___ Dataset rows

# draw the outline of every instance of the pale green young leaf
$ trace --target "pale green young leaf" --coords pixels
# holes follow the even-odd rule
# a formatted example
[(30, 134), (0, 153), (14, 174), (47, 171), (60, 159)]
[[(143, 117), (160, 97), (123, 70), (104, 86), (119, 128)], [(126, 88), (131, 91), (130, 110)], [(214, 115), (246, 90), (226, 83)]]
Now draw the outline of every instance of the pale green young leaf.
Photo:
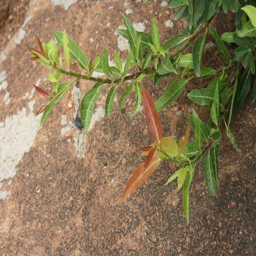
[(84, 129), (82, 133), (85, 132), (89, 128), (93, 113), (94, 105), (100, 97), (103, 87), (101, 83), (96, 83), (92, 88), (85, 93), (82, 99), (80, 114)]
[(126, 62), (124, 65), (124, 76), (126, 76), (128, 73), (128, 70), (130, 67), (131, 62), (132, 61), (132, 54), (130, 53), (126, 58)]
[(207, 188), (212, 196), (214, 196), (216, 193), (216, 185), (215, 184), (212, 158), (210, 156), (207, 156), (204, 160), (204, 179)]
[(59, 86), (59, 83), (60, 82), (60, 81), (61, 77), (63, 76), (64, 76), (64, 74), (62, 73), (58, 73), (55, 77), (57, 81), (53, 83), (53, 88), (54, 91), (56, 92), (58, 92), (58, 88)]
[(178, 98), (187, 85), (188, 79), (181, 78), (173, 84), (172, 83), (169, 83), (165, 91), (156, 103), (157, 112), (164, 108)]
[(234, 43), (233, 34), (235, 33), (235, 32), (226, 32), (224, 33), (221, 35), (221, 40), (228, 43)]
[(176, 177), (178, 177), (179, 175), (179, 174), (180, 173), (180, 169), (178, 170), (177, 171), (175, 172), (168, 179), (166, 183), (164, 184), (167, 185), (168, 183), (169, 183), (171, 181), (172, 181)]
[(49, 75), (48, 76), (48, 80), (51, 82), (57, 82), (57, 79), (54, 77), (57, 74), (57, 71), (55, 70), (52, 70), (49, 73)]
[(170, 61), (170, 58), (168, 54), (165, 54), (164, 59), (159, 64), (157, 65), (157, 72), (159, 75), (164, 75), (166, 73), (172, 72), (177, 74), (177, 71), (174, 69)]
[[(53, 29), (55, 37), (60, 46), (63, 50), (63, 33)], [(89, 66), (88, 59), (79, 46), (70, 37), (68, 37), (69, 42), (70, 57), (76, 60), (88, 70)]]
[(112, 106), (116, 92), (116, 89), (115, 86), (113, 86), (110, 88), (107, 96), (105, 104), (105, 113), (107, 118), (109, 117), (111, 114)]
[(160, 43), (160, 37), (159, 36), (159, 31), (157, 25), (154, 20), (152, 20), (151, 35), (153, 44), (156, 49), (157, 52), (159, 52), (161, 46)]
[(135, 84), (135, 104), (132, 112), (129, 112), (131, 116), (134, 116), (138, 112), (140, 107), (142, 97), (141, 96), (141, 87), (140, 83), (134, 82)]
[(70, 52), (69, 52), (69, 44), (68, 38), (67, 35), (66, 31), (64, 29), (63, 34), (63, 47), (64, 51), (64, 56), (65, 57), (65, 61), (66, 65), (68, 68), (70, 67)]
[(226, 126), (226, 134), (227, 136), (229, 138), (231, 143), (233, 144), (236, 150), (239, 153), (241, 153), (241, 150), (239, 149), (236, 146), (236, 140), (235, 139), (235, 137), (234, 135), (232, 134), (230, 130), (228, 128), (226, 123), (225, 123), (225, 124)]
[(219, 156), (219, 145), (216, 145), (212, 147), (210, 152), (210, 155), (212, 160), (212, 164), (213, 171), (215, 183), (219, 188), (219, 168), (218, 167), (218, 156)]
[(102, 69), (104, 74), (107, 76), (108, 72), (108, 57), (105, 47), (104, 47), (104, 51), (103, 52), (103, 58), (102, 59), (102, 64), (101, 65)]
[(238, 36), (244, 37), (244, 36), (256, 36), (256, 28), (252, 23), (251, 20), (249, 20), (243, 26), (241, 30), (238, 31), (236, 30), (236, 34)]
[(116, 65), (117, 68), (118, 68), (121, 72), (122, 72), (123, 63), (122, 63), (122, 61), (121, 60), (121, 58), (120, 58), (119, 56), (116, 52), (115, 52), (115, 53), (114, 53), (114, 58), (115, 59), (115, 62), (116, 62)]
[(179, 191), (181, 188), (183, 186), (185, 179), (187, 176), (187, 172), (188, 171), (188, 166), (182, 167), (180, 169), (178, 178), (177, 179), (177, 182), (178, 184), (178, 187), (177, 190)]
[(248, 15), (253, 26), (256, 28), (256, 8), (252, 5), (247, 5), (241, 8)]
[(179, 65), (180, 67), (186, 68), (188, 65), (188, 68), (193, 68), (193, 58), (192, 53), (187, 53), (182, 55), (179, 60)]
[(188, 172), (183, 184), (183, 207), (188, 224), (189, 218), (189, 188), (192, 179), (189, 172)]
[(154, 59), (154, 67), (155, 67), (155, 69), (156, 70), (156, 69), (157, 68), (157, 58), (155, 58)]
[(230, 55), (224, 43), (221, 41), (214, 28), (210, 24), (210, 31), (217, 46), (219, 52), (223, 54), (228, 60), (230, 60)]
[(144, 59), (144, 61), (143, 61), (143, 63), (142, 64), (142, 68), (144, 69), (148, 67), (150, 63), (150, 60), (151, 60), (151, 57), (152, 56), (152, 54), (151, 53), (149, 53), (148, 55), (147, 55), (146, 57)]
[[(61, 83), (59, 86), (58, 88), (57, 93), (59, 93), (61, 92), (62, 90), (65, 89), (66, 87), (68, 85), (69, 83), (68, 82), (65, 82), (64, 83)], [(46, 120), (46, 119), (48, 117), (48, 116), (50, 114), (52, 109), (55, 107), (57, 105), (57, 103), (62, 99), (62, 97), (64, 96), (64, 94), (68, 91), (70, 86), (71, 84), (70, 84), (69, 86), (68, 87), (66, 88), (65, 90), (63, 91), (58, 97), (57, 97), (55, 100), (51, 102), (48, 106), (46, 107), (44, 111), (44, 113), (43, 114), (42, 118), (41, 119), (41, 122), (40, 124), (40, 125), (39, 126), (39, 128), (38, 128), (38, 131), (40, 130), (42, 126), (44, 124), (44, 123)], [(56, 95), (57, 93), (54, 92), (52, 94), (52, 95)], [(49, 101), (53, 99), (53, 97), (51, 97), (49, 99)]]
[(217, 131), (212, 134), (214, 142), (212, 145), (212, 147), (213, 148), (217, 145), (221, 139), (221, 133), (220, 132)]
[(164, 42), (162, 44), (162, 47), (166, 52), (170, 52), (186, 40), (186, 37), (184, 35), (177, 35)]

______

What to do
Give only the number of lines above that contain the word "draw".

Exercise response
2